**Texto extraído:**
06
de julho de
2005
Achei
muito infeliz a atitude da Paramount internacional, bloqueando
o acesso dos críticos e jornalistas ao filme, obrigando-os
a assinar um compromisso que os impedia de criticar o filme antes
de sua estréia mundial, numa quarta-feira (um impedimento
que não teria valor jurídico, já que o papel
de nada valeria). Esse tipo de atitude pode ser comum nos EUA,
mas aqui cheira a censura e arrogância, provocando revolta
dos críticos que reclamaram e, no final das contas, os
que foram e assinaram o documento tiveram os papéis rasgados
ao final da sessão. Não fui porque não iria
assinar. E assisti ao filme em sessão comum de matiné,
no Jardim Sul (onde havia quatro salas exibindo-o, portanto a
platéia sempre era pequena. A retaliação
da produtora seria impedir o acesso dos jornalistas rebeldes
a entrevistas e material de futuras estréias!). A suspeita
que ficou foi não apenas de que Tom Cruise enlouqueceu
(que era já um processo progressivo, que tentaram esconder),
e poderia ter sido mesmo ele que criou a proibição.
Mas há outra hipótese mais provável: a de
que perceberam que o filme era ruim e tentaram escondê-lo,
o que é a prática mais antiga do mundo. Como a
Paramount estava sob nova chefia, ousaram fazer isso com conseqüências
imprevisíveis. Eles esquecem de que hoje não precisam
dos jornalistas, mas que amanhã isso pode suceder, quando
necessitarem de promoção para filmes menos comerciais
e com menos verba de marketing.
E como
poderão pedir favores? Se bem que toda essa especulação
seja um pouco particular, é curiosa porque ilustra uma
anti-técnica de marketing. É exatamente assim que
não se deve vender um filme, ainda mais de Spielberg.

**Dados de origem:**
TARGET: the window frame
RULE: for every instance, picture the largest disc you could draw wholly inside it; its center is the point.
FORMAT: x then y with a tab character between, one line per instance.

**Partes do exercício:**
[A] Segundo o texto sobre a Paramount, em que lugar e em que tipo de sessão o filme foi assistido?
[B] Copie do texto sobre a Paramount o trecho que começa em "Mas há outra" e segue até "mais de Spielberg.".
[C] Retome o texto sobre a Paramount e dê continuidade a ele a partir do ponto em que termina.

**Em resposta:**
[A] No Jardim Sul, em sessão comum de matiné.

[B]
Mas há outra hipótese mais provável: a de
que perceberam que o filme era ruim e tentaram escondê-lo,
o que é a prática mais antiga do mundo. Como a
Paramount estava sob nova chefia, ousaram fazer isso com conseqüências
imprevisíveis. Eles esquecem de que hoje não precisam
dos jornalistas, mas que amanhã isso pode suceder, quando
necessitarem de promoção para filmes menos comerciais
e com menos verba de marketing.
E como
poderão pedir favores? Se bem que toda essa especulação
seja um pouco particular, é curiosa porque ilustra uma
anti-técnica de marketing. É exatamente assim que
não se deve vender um filme, ainda mais de Spielberg.

[C]
As primeiras indicações confirmam que o público
gosta menos ainda do filme do que os críticos (que se
mostraram respeitosos diante de tantos efeitos especiais e mesmo
pelo fato da fita ter sido realizada às pressas. Como
os mais informados sabem, o filme foi concebido quando Missão
Impossível III foi mais uma vez adiado e Cruise
tinha uma folga. E as filmagens começaram apenas sete
meses antes da estréia, ao custo de 128 milhões
de dólares, o que é uma loucura para uma fita com
tantos efeitos). Enfim, já diz a sabedoria popular que
feito às pressas sai errado.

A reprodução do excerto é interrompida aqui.